▶ [BRIEF A] Reproduce verbatim the passage of the forum thread on the Boston Police Cadet program, starting with "## JoninNH (Jan" and going on through "of workmen's compensation.".

# Boston Police Cadet



## hunter617 (Mar 15, 2005)

I am interested i the Boston Police Cadet program, does any one have any info on how they work, daily task, and what are the requirements to get on?


----------



## 94c (Oct 21, 2005)

I don't work in Boston but we do use cadets. An exam is given and background checks done.
Once hired they are assigned as call takers in the dispatch room, as well as, assigned to inside tasks assisting in clerical duties. We assign them to the traffic division, firearms division, etc.

They also get preference to coming on the department as police officers.


----------



## JoninNH (Jan 29, 2004)

For more information, you can visit the Union website here (info is 4 years old): http://www.bppa.org/cadets.asp




> (From www.bppa.org/cadets.asp) A police cadet shall maintain and file records, operate office machines, answer telephones, receive complaints, enter and index official documents, prepare routine reports, prepare and tabulate facts and figures for statistical purposes, and have similar duties of an administrative rather than an enforcement type. He shall not carry arms, nor shall he have any power of arrest other than that of an ordinary citizen. He shall be considered an employee of the city or town for the purposes of workmen's compensation.

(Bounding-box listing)

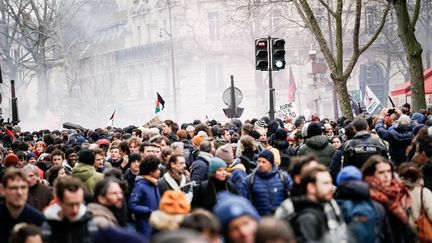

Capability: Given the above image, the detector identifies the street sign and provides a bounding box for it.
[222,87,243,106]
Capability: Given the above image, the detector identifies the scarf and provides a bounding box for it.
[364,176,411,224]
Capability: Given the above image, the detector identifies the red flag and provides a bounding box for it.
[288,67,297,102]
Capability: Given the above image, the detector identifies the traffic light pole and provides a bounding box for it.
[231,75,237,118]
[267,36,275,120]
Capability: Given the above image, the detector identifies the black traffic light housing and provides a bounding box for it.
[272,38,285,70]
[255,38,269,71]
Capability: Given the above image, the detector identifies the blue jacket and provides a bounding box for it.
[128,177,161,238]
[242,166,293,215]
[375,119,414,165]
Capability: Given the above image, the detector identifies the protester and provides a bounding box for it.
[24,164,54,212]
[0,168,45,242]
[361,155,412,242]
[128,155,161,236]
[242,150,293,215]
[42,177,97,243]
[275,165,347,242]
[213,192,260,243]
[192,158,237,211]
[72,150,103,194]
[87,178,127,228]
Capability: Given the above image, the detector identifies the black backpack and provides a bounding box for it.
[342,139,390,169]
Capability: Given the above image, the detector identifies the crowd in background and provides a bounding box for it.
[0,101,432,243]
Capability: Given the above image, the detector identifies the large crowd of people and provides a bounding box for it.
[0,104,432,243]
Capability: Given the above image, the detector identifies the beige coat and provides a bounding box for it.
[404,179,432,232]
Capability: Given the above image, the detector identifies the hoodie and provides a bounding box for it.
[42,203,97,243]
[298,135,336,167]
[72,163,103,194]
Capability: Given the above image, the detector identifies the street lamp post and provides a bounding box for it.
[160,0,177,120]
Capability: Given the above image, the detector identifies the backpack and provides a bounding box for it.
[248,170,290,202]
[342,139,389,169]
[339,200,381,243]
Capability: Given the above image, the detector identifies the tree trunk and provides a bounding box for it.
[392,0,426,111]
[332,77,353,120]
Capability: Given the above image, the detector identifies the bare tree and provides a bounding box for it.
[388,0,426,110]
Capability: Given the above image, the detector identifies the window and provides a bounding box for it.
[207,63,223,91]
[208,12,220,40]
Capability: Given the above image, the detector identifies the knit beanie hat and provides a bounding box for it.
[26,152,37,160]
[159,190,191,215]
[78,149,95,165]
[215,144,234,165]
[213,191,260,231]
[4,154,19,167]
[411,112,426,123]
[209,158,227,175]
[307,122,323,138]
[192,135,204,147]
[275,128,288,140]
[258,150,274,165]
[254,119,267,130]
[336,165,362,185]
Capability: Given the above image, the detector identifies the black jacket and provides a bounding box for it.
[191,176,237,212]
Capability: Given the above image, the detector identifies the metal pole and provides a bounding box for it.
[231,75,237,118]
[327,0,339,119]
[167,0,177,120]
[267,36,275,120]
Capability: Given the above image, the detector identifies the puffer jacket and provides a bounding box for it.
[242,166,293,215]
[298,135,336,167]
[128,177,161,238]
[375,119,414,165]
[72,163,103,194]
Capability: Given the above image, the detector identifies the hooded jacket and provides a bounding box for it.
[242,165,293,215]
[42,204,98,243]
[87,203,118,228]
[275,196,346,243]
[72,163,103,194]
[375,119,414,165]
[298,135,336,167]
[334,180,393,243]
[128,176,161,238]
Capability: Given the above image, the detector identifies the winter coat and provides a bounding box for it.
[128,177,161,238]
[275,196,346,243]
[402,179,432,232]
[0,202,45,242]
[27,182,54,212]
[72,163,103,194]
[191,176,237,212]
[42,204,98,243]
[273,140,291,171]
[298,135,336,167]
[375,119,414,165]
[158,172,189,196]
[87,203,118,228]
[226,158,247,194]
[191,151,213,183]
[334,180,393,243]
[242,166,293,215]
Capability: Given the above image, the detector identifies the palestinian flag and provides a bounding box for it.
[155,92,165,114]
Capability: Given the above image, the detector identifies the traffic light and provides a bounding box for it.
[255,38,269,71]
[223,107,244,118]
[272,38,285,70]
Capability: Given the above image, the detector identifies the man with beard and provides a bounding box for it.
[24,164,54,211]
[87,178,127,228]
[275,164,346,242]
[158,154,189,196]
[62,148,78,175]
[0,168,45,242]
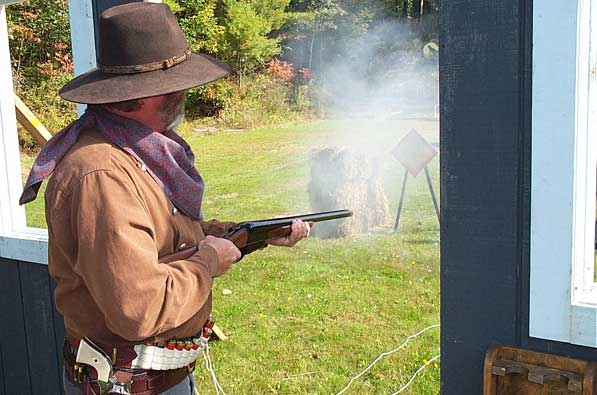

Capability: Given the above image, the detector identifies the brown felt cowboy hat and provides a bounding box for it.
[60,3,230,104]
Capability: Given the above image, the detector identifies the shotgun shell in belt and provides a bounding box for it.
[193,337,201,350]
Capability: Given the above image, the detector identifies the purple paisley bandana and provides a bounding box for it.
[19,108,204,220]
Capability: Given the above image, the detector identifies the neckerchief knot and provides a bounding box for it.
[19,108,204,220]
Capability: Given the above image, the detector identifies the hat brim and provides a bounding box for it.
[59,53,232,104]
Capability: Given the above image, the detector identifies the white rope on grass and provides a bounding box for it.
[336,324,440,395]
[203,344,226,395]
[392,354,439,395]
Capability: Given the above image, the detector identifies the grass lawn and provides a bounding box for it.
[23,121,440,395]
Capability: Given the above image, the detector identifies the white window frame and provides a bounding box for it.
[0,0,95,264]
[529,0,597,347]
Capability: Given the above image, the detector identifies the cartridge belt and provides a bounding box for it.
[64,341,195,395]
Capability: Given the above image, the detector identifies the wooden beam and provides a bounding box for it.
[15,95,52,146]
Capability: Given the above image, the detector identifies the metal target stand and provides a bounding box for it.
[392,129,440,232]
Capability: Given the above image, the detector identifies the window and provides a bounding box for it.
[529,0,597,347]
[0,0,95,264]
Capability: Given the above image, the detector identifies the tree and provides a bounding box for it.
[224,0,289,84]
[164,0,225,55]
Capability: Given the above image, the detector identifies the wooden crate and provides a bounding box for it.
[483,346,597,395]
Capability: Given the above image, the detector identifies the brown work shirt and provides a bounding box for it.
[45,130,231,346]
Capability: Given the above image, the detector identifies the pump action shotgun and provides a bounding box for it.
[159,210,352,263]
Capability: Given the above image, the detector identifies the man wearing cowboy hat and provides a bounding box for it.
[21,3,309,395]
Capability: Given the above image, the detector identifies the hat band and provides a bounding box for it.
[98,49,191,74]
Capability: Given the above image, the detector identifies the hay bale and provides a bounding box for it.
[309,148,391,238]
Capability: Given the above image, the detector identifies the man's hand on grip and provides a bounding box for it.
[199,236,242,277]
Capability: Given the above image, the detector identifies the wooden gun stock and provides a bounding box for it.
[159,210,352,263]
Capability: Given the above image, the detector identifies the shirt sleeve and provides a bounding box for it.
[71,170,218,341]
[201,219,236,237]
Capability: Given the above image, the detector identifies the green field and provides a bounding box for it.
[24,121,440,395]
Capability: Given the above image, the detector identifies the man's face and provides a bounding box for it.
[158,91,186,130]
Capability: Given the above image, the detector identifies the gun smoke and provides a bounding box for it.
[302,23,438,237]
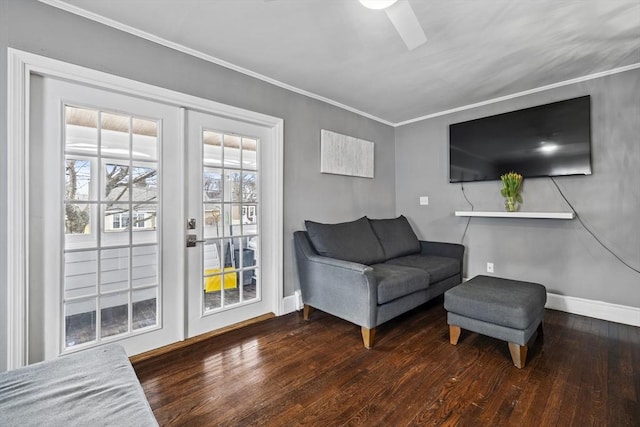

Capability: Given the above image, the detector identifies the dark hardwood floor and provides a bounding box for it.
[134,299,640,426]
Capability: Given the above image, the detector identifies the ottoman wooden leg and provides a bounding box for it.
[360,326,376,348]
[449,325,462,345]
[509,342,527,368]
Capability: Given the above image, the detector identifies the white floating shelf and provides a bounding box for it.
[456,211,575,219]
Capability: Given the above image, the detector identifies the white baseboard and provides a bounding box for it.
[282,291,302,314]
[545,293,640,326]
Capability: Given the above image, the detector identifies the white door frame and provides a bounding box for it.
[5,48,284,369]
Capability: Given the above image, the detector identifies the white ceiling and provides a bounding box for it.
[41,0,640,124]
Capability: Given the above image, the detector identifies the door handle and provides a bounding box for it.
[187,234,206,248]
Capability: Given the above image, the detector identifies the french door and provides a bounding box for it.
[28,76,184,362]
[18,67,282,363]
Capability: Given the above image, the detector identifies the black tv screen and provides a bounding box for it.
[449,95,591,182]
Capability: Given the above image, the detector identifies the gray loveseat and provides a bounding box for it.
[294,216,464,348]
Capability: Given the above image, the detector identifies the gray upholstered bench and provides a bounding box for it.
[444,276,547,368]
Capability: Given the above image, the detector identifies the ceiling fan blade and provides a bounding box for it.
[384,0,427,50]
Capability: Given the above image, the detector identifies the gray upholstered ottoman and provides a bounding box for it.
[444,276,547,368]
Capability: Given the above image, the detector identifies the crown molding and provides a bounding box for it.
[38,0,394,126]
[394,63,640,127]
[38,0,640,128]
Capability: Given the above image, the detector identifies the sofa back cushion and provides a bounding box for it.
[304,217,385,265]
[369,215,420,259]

▶ [BRIEF B] Shift every coordinate in the answers of the bounding-box listing by adding 19 to it, and write those lines out again with their requests, starting at the beginning of the listing and going on through the line containing "[339,200,381,243]", both ends included. Give only these lines, and leave the pictures out.

▶ [FULL SOLUTION A]
## JoninNH (Jan 29, 2004)

For more information, you can visit the Union website here (info is 4 years old): http://www.bppa.org/cadets.asp




> (From www.bppa.org/cadets.asp) A police cadet shall maintain and file records, operate office machines, answer telephones, receive complaints, enter and index official documents, prepare routine reports, prepare and tabulate facts and figures for statistical purposes, and have similar duties of an administrative rather than an enforcement type. He shall not carry arms, nor shall he have any power of arrest other than that of an ordinary citizen. He shall be considered an employee of the city or town for the purposes of workmen's compensation.

▶ [FULL SOLUTION B]
Capability: Given the above image, the detector identifies the street sign and provides a bounding box for it.
[241,106,262,125]
Capability: Given the above image, the detector identifies the scarf and provides a bounding box for it.
[383,195,430,243]
Capability: Given the above image, the detector identifies the red flag and provides a bounding box for it.
[307,86,316,121]
Capability: Given the above image, the detector identifies the traffic light pole and provides a bounding box for it.
[250,94,256,137]
[286,55,294,139]
Capability: Given the above image, the detector identifies the black traffic light housing and provides a bounding box for it.
[291,57,304,89]
[274,57,288,90]
Capability: Given the above image, the detector identifies the blue jacket and provides a bounding box for it.
[147,196,180,257]
[261,185,312,234]
[394,138,433,184]
Capability: Given the above image, the detector identifies the protester and provides a bounding box for it.
[43,183,73,231]
[19,187,64,261]
[380,174,431,261]
[147,174,180,255]
[261,169,312,234]
[61,196,116,262]
[294,184,366,261]
[232,211,279,262]
[211,177,256,230]
[91,169,122,213]
[106,197,146,247]
Capability: Given the above image, the detector identifies the black backpack and provides a bounding box for it.
[361,158,409,188]
Capability: Given the above image, the detector identifies the crowd in background and provides a bounding box for it.
[19,120,451,262]
Capability: Given the above image, the detector identifies the large crowd of people and provides a bounding box for it.
[19,123,451,262]
Capability: Given the above image, the detector identifies the beige coat and provides a bounding box for it.
[423,198,451,251]
Capability: Given the above image, the detector identifies the hoodie and provides a bounding box for it.
[61,222,116,262]
[317,154,355,186]
[91,182,122,213]
Capability: Given the above image, the detector identifies the street lamp post and provides a bounding box for it.
[179,19,196,139]
Capability: Given the above image, the detector identifies the backpack and provides a bounding box for it.
[267,189,309,221]
[361,158,408,188]
[358,219,400,262]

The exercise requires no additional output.